(Coordinate labeling data)
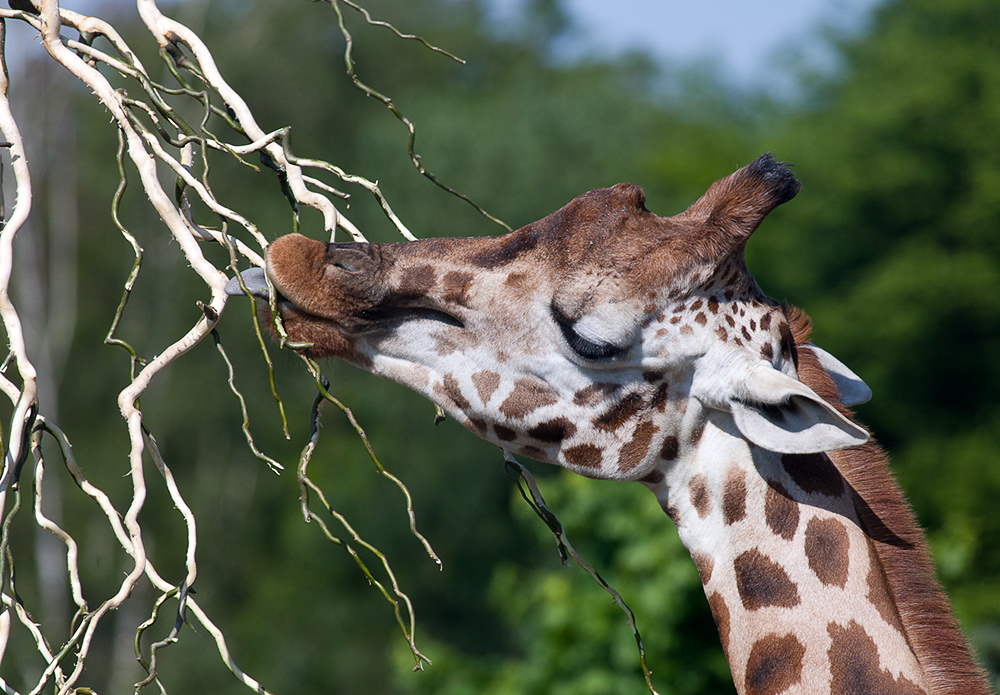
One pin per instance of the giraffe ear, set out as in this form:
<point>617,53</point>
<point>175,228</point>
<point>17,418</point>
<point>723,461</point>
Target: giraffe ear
<point>779,413</point>
<point>851,389</point>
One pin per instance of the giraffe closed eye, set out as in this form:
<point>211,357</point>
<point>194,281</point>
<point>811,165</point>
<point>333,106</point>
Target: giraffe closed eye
<point>584,347</point>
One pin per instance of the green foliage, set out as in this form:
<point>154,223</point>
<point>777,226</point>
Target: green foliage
<point>892,247</point>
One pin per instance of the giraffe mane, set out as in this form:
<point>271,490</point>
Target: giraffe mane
<point>899,542</point>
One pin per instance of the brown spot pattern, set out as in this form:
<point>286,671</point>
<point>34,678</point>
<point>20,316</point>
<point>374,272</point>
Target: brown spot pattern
<point>619,413</point>
<point>634,451</point>
<point>654,477</point>
<point>476,425</point>
<point>827,546</point>
<point>670,448</point>
<point>854,665</point>
<point>586,455</point>
<point>451,390</point>
<point>504,434</point>
<point>456,287</point>
<point>774,665</point>
<point>660,397</point>
<point>593,394</point>
<point>814,473</point>
<point>417,281</point>
<point>734,496</point>
<point>762,582</point>
<point>528,395</point>
<point>701,496</point>
<point>697,431</point>
<point>720,613</point>
<point>553,430</point>
<point>486,383</point>
<point>781,512</point>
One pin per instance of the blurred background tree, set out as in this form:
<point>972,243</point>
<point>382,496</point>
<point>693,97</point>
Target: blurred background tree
<point>892,247</point>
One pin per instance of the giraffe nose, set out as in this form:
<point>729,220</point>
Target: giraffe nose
<point>254,280</point>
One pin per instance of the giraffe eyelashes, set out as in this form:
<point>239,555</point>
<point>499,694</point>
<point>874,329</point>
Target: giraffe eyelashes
<point>585,347</point>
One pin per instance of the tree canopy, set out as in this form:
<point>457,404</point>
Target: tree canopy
<point>893,248</point>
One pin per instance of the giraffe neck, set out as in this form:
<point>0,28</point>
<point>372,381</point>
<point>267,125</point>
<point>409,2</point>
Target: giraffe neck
<point>793,580</point>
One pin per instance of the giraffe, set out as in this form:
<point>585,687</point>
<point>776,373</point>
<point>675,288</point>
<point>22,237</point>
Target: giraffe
<point>626,346</point>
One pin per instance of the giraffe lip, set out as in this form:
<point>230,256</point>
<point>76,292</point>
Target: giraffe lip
<point>395,315</point>
<point>255,281</point>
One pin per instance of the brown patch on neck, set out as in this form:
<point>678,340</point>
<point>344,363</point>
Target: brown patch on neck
<point>900,546</point>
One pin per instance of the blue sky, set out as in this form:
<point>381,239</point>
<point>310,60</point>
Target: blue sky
<point>746,39</point>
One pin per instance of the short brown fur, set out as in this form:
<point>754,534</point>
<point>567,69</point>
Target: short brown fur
<point>928,622</point>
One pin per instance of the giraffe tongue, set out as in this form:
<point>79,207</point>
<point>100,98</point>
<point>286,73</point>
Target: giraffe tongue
<point>254,280</point>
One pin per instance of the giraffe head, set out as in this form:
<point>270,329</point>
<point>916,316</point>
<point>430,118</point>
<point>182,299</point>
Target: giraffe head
<point>578,339</point>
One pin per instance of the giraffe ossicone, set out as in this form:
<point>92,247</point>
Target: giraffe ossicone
<point>627,346</point>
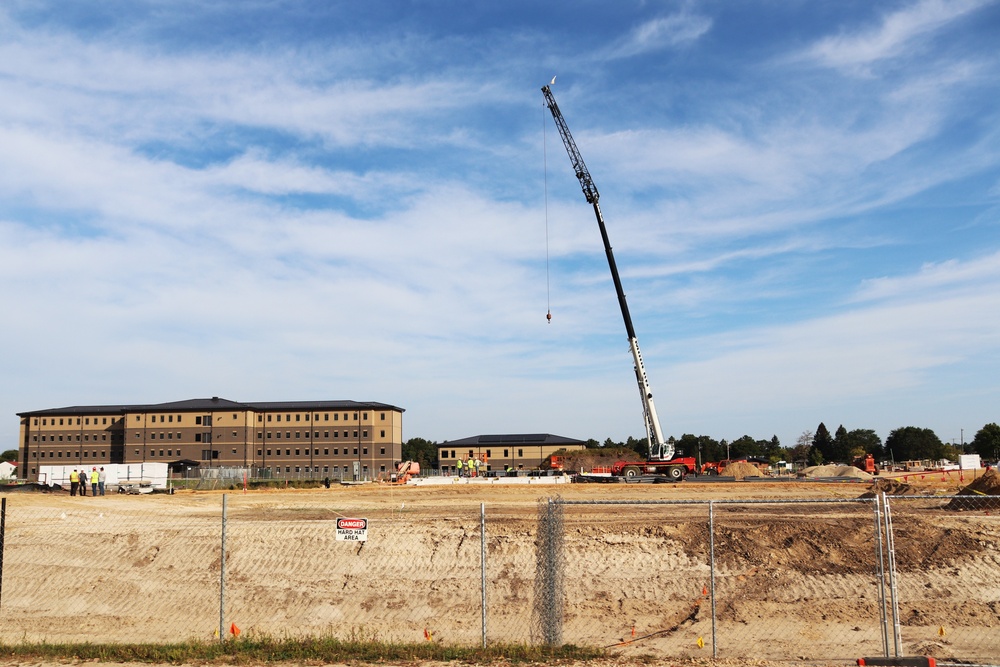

▸ **To be done**: Give the lines from the start of the material through the line containing "<point>851,389</point>" as a JSON list of strings, one per line, with blank lines left out. Leave the pictures out of the list.

▸ **Final answer**:
[
  "One pin per instance of the giraffe ear, set out as in this form:",
  "<point>617,53</point>",
  "<point>175,228</point>",
  "<point>17,418</point>",
  "<point>723,461</point>",
  "Target: giraffe ear",
  "<point>779,413</point>",
  "<point>851,389</point>"
]